** Text for analysis **
Ancient Pterosaur Wing Bone Reveals Steroid Molecules and Microbial Secrets
Pterosaur fragment from deep time reveals surprising traces that normally wouldn’t survive, shedding new light on ancient ecosystems.
Researchers have uncovered a 113‑million‑year‑old pterosaur wing bone in the northeast of Brazil, a find that not only retains its three‑dimensional shape but also preserves chemical residues that reveal clues about the animal’s diet and the conditions of its burial. The study, appearing in iScience, represents an uncommon instance where both anatomical detail and molecular signatures survive together for more than a hundred million years.
Pterosaurs, the aerial reptiles that shared their world with dinosaurs, sported lightweight, hollow skeletons that facilitated powered flight. While some species boasted wingspans of up to 12 metres, their delicate bone structure usually disintegrates quickly after death, making this Brazilian specimen all the more remarkable.
Three‑Dimensional Bone Retains Shape and Chemistry
Unlike many fossils that collapse under sediment pressure, the wing phalanx remains fully three‑dimensional, allowing scientists to examine fine morphological features that are typically lost. The preservation quality is highlighted in the original paper, which notes that such detail offers a rare window into the creature’s original anatomy.
“This fossil is a true time capsule—not only is it beautifully preserved, but for the first time we’ve detected traces of steroids in a pterosaur, providing further evidence that these creatures likely fed on fish or squid,” she said.

Organic molecules of this age are exceedingly rare, as they normally degrade long before the rock record can preserve them. Their survival here suggests that the burial environment acted to arrest typical decay pathways, effectively locking in biochemical information.
Microbial Mediation Locked the Bone in Stone
After the animal sank to the ancient seabed, microbes—not simple chemical decay—shaped the fossilization process. Sulfur‑oxidising bacteria, in particular, altered redox conditions in the sediment, prompting mineral precipitation around the remains. Curtin University researchers explain that these oxidative processes, driven by ancient microbiomes, can paradoxically protect rather than destroy fragile tissues.

** Parts of the exercise **
**1.** Please duplicate, word for word, the part of the pterosaur article that opens with the words containing "Three‑Dimensional Bone Retains" and closes with "creature’s original anatomy.".
**2.** Answer these questions from the pterosaur article:
(a) How old is the wing bone found in Brazil?
(b) In which publication does the study appear?
(c) Up to what wingspan did some pterosaur species reach?

** Information shown **
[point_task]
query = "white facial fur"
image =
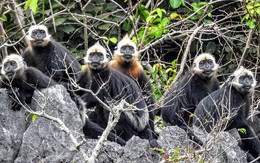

** Responses in order **
**1.**
Three‑Dimensional Bone Retains Shape and Chemistry
Unlike many fossils that collapse under sediment pressure, the wing phalanx remains fully three‑dimensional, allowing scientists to examine fine morphological features that are typically lost. The preservation quality is highlighted in the original paper, which notes that such detail offers a rare window into the creature’s original anatomy.

**2.**
(a) 113 million years old.
(b) iScience.
(c) Up to 12 meters.